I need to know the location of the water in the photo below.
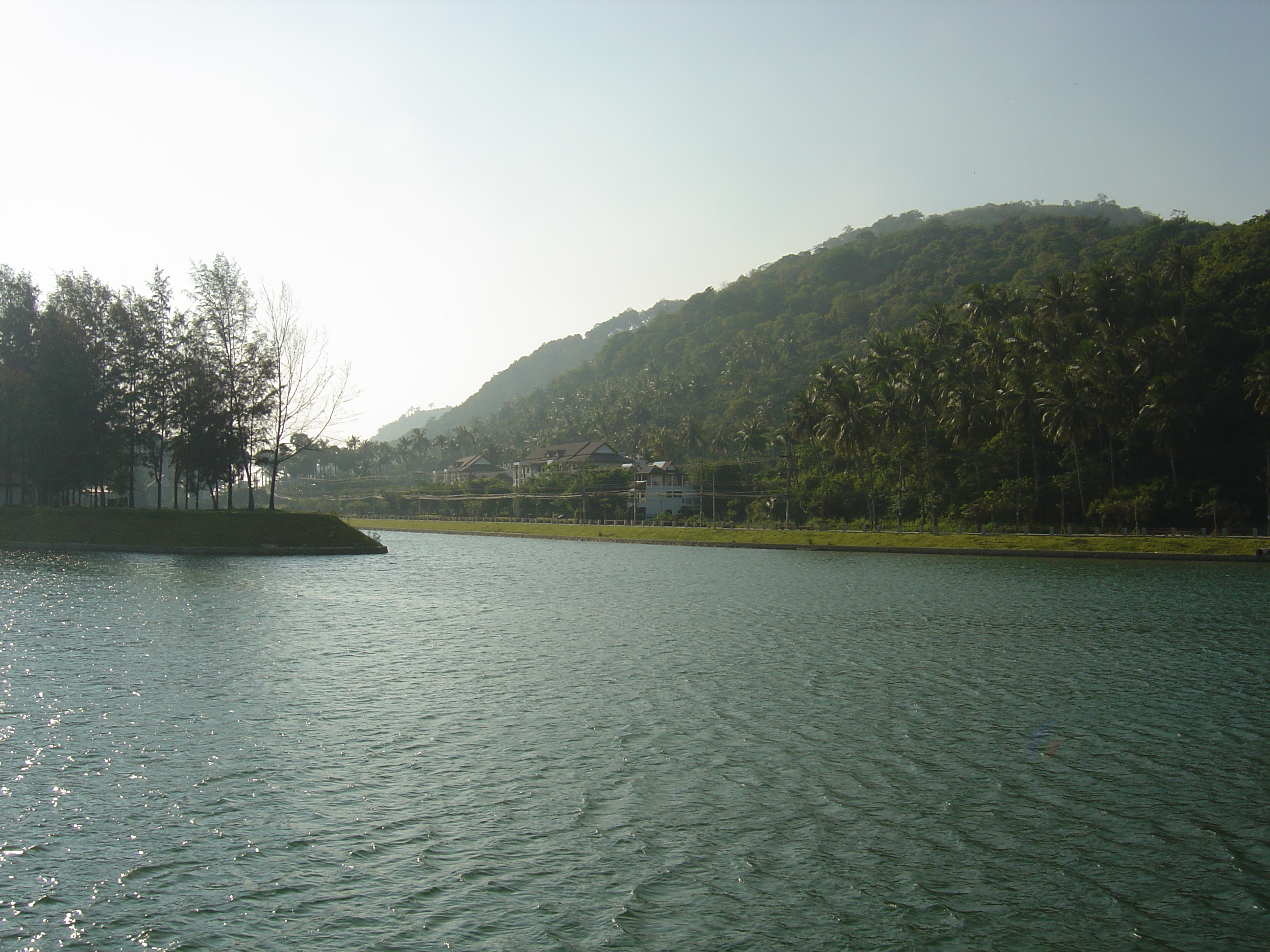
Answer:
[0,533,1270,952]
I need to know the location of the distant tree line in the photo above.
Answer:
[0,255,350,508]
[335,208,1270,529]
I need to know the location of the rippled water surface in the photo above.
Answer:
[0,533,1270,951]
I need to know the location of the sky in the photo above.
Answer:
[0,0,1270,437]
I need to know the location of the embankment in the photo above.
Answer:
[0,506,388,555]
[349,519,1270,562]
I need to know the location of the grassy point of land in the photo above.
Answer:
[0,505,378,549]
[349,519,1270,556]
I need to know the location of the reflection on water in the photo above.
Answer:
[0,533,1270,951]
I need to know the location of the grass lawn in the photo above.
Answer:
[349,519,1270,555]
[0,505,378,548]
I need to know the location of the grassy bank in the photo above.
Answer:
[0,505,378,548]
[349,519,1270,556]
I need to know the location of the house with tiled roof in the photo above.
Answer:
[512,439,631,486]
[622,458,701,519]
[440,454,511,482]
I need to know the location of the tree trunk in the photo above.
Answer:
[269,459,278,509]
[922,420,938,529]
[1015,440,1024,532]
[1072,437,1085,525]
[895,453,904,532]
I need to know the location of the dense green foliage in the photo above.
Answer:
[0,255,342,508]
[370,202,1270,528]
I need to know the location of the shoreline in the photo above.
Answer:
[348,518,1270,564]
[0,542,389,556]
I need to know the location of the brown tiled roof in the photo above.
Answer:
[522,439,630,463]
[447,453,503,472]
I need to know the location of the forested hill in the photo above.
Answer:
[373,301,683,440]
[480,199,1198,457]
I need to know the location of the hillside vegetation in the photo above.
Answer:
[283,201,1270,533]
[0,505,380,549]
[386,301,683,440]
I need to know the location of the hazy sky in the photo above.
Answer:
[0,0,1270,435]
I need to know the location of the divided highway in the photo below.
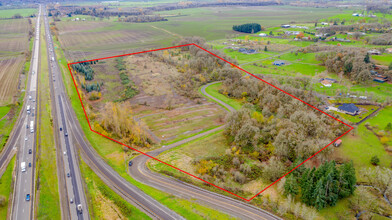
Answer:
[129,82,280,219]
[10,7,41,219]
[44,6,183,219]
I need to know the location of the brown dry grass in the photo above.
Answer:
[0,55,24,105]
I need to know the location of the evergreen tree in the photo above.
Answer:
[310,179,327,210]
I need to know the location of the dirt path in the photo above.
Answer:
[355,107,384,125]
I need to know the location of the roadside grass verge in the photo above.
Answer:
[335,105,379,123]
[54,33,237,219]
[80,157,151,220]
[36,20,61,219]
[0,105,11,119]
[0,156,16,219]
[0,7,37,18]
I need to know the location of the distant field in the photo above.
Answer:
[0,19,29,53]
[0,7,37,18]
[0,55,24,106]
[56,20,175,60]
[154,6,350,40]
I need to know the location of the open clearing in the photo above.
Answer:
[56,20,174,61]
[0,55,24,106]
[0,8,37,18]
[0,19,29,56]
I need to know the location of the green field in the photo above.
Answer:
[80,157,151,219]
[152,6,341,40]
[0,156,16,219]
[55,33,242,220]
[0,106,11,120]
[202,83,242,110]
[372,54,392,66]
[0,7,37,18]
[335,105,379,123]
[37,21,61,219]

----------------

Problem statement: Copy the records from the line with "I need to know the location of the dense" up to and including the line with "[44,6,183,219]", substituting "wooded hill" for "forested hill" and leaving the pictures out.

Exercise response:
I need to know the location of the dense green foliage in the photo above.
Answer:
[0,255,342,508]
[370,202,1270,528]
I need to know the location of the shoreline in the photo above.
Answer:
[348,518,1270,564]
[0,542,389,556]
I need to know the location of the brown tiled roof in the photo above.
Answer:
[522,439,630,463]
[447,453,503,472]
I need to know the location of the wooded hill in the photo above.
Answer:
[373,301,683,440]
[480,199,1198,457]
I need to know the location of the hillside vegetation in the photo above.
Answer:
[283,201,1270,533]
[0,505,380,549]
[386,301,683,440]
I need to know the location of the hazy sky in the photo above.
Answer:
[0,0,1270,435]
I need to know the location of the divided highway in the photo below.
Answer:
[129,82,280,219]
[10,7,41,219]
[44,6,183,219]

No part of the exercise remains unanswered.